> _Exercise prompt_: Find every row that contains the word "rock", and copy each of those rows in full.

> _Listed entries_:

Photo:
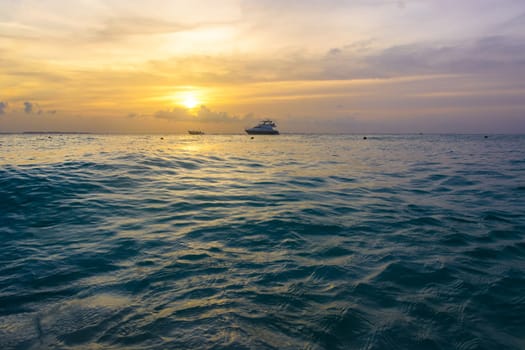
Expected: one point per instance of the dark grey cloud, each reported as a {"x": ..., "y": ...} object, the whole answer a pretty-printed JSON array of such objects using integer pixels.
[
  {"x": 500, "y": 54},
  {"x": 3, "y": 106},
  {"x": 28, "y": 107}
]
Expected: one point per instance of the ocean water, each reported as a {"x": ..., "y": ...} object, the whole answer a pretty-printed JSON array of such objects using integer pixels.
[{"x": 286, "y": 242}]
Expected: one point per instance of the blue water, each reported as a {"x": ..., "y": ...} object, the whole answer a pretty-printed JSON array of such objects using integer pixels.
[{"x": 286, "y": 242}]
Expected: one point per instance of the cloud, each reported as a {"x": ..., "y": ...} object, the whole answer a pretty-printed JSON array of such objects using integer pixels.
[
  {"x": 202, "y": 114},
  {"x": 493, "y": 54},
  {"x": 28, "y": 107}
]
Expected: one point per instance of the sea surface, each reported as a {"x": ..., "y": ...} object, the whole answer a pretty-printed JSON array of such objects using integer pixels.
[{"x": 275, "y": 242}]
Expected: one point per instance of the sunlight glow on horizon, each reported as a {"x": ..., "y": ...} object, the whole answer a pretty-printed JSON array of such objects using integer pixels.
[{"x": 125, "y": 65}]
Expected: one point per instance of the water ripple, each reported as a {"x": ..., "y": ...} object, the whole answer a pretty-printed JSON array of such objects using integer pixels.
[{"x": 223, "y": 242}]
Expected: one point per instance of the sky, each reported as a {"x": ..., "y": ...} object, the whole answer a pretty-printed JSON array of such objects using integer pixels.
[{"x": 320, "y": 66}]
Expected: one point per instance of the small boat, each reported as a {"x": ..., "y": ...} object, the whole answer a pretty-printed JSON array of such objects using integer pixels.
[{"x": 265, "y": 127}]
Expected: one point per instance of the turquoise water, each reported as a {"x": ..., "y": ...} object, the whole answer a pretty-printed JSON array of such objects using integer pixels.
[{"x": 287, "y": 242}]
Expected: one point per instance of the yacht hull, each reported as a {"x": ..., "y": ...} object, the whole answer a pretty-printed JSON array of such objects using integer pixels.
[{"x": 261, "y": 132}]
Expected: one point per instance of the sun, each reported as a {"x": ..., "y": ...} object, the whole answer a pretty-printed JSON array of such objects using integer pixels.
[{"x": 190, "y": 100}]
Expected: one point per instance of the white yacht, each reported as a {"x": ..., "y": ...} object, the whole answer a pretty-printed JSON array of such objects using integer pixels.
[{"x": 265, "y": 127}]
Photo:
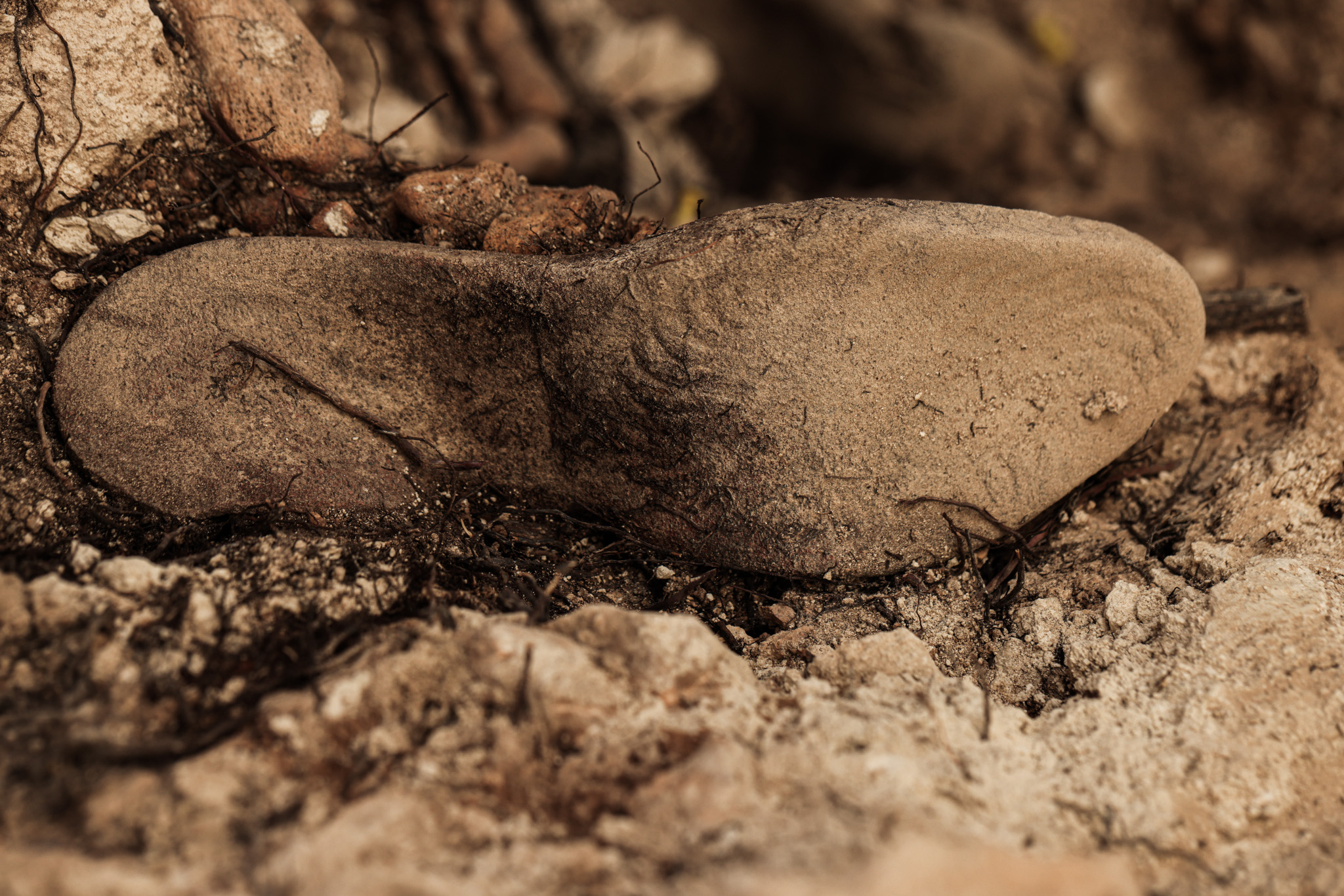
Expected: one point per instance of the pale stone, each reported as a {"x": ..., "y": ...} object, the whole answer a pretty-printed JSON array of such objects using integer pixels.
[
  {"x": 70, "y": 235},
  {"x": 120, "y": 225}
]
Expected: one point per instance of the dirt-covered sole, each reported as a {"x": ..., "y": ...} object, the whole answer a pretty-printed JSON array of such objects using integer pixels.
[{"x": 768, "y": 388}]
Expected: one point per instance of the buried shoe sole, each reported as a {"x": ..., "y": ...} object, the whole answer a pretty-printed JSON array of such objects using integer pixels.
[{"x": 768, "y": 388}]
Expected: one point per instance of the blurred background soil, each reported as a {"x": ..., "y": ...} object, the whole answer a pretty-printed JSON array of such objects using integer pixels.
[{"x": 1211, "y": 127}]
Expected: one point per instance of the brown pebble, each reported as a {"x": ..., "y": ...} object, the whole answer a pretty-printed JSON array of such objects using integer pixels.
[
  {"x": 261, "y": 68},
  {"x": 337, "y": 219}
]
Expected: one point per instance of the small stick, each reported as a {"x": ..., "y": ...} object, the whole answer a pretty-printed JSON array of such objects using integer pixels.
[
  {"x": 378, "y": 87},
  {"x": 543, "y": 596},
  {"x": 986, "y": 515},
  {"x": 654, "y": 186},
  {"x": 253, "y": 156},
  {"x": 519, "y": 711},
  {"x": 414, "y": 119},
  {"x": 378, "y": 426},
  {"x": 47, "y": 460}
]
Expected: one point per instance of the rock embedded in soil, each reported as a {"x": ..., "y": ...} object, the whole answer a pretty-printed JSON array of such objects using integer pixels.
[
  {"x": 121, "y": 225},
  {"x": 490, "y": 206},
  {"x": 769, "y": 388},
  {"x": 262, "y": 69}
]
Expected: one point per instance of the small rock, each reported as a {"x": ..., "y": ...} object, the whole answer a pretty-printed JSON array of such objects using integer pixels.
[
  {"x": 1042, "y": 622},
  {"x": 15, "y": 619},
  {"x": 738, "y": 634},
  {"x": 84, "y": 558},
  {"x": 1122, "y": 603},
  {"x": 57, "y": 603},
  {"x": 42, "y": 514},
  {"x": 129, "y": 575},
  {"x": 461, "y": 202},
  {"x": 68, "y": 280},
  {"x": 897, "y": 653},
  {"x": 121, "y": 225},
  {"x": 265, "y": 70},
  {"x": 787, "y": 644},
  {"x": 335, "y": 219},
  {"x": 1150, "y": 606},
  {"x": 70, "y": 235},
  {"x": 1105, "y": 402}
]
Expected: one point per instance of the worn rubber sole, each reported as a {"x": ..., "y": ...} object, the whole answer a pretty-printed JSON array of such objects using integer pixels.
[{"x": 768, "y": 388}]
* * *
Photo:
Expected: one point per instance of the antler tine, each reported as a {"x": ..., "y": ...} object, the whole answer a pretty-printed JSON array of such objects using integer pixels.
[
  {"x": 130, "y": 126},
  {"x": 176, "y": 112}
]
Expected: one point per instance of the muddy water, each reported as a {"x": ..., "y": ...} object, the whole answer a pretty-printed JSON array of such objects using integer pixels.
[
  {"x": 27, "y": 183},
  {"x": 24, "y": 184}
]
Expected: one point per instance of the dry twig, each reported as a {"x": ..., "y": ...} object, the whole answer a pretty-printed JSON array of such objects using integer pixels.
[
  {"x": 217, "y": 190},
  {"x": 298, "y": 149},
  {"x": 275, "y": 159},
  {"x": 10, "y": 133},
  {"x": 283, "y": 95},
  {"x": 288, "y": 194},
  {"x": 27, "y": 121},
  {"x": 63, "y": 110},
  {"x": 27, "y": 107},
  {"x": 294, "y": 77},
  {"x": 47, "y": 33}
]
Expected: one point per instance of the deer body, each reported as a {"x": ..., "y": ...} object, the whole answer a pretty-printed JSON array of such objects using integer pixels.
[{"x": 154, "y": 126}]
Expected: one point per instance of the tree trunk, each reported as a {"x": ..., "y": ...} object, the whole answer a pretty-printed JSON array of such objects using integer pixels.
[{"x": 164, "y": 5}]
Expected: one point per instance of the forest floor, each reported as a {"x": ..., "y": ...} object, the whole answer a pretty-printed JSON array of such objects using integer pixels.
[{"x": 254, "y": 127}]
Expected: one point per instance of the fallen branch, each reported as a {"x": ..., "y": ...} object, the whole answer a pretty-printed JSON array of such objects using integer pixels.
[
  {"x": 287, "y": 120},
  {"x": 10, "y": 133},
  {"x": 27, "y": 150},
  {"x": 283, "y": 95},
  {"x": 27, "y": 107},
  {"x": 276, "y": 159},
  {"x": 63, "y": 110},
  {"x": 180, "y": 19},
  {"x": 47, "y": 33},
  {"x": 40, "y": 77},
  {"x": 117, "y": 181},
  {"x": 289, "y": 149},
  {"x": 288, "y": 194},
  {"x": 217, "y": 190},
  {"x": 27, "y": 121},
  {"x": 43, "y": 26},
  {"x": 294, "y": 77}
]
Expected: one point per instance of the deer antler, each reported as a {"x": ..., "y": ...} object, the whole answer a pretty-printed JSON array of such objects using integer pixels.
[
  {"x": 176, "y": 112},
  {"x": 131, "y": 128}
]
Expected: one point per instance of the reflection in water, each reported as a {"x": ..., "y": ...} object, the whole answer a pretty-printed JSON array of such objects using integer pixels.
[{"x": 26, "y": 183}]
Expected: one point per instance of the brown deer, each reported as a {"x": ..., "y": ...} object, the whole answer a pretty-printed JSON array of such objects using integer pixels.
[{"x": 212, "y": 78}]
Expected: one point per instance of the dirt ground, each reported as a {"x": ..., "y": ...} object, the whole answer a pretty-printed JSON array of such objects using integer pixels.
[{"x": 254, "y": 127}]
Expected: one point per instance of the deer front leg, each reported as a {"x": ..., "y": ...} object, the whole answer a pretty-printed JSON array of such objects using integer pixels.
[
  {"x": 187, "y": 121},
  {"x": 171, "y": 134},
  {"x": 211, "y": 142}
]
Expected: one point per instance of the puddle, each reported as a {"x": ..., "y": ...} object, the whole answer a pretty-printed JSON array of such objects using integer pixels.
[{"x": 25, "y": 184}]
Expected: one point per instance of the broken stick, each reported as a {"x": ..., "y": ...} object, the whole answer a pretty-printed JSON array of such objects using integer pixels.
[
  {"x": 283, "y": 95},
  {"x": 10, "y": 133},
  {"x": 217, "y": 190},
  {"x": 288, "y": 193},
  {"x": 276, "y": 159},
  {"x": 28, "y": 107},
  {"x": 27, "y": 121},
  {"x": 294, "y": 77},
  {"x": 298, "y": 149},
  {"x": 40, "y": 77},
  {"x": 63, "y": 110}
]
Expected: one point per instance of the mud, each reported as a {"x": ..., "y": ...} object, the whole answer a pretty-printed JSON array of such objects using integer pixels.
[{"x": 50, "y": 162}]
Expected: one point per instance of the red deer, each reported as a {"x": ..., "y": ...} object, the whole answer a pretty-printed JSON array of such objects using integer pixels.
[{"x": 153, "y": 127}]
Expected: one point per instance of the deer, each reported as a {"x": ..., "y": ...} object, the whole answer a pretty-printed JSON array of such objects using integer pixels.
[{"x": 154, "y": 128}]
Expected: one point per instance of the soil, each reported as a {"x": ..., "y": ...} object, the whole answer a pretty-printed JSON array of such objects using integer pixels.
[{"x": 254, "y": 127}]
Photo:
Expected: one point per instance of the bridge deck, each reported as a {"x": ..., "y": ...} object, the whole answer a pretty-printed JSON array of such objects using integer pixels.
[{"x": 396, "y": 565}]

> _Exercise solution_:
Expected: one point per instance of the rock embedded in soil, each reported as a {"x": ..., "y": ...} object, the whole answer a pretty-printed JSON array of such objects using integer pixels.
Expected: one point per instance of the small rock, each reported as a {"x": ..., "y": ...} object, the whole answer a pretty-printed JSON array of such objects using integer pixels.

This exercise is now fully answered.